Reproduce word for word the entries that start with the line containing "Expected behavior: point out the wavy" and continue through the line containing "Target: wavy blonde hair", including both of those lines.

#### Material shown:

+ + + + + + +

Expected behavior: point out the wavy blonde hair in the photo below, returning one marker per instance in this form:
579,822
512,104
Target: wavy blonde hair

+ + + + + + +

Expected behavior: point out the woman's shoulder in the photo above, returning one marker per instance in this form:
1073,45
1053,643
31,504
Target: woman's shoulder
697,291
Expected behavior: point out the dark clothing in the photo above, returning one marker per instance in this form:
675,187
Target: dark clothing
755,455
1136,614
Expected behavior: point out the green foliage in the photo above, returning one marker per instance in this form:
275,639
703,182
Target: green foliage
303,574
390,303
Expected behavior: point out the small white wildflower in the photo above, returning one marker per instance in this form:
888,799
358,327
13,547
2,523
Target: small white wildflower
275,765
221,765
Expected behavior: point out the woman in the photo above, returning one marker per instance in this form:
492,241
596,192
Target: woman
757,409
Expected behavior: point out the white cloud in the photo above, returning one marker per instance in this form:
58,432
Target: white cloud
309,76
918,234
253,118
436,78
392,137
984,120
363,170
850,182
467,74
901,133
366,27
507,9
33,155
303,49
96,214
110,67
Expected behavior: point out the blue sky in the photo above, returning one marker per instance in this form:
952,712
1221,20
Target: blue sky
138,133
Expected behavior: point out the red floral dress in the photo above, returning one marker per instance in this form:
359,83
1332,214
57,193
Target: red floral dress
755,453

+ + + + + + +

#### Response to this task:
Expected behavior: point out the wavy blonde hair in the photo below, returning one marker per instance in this form:
579,822
512,104
Target: wavy blonde hair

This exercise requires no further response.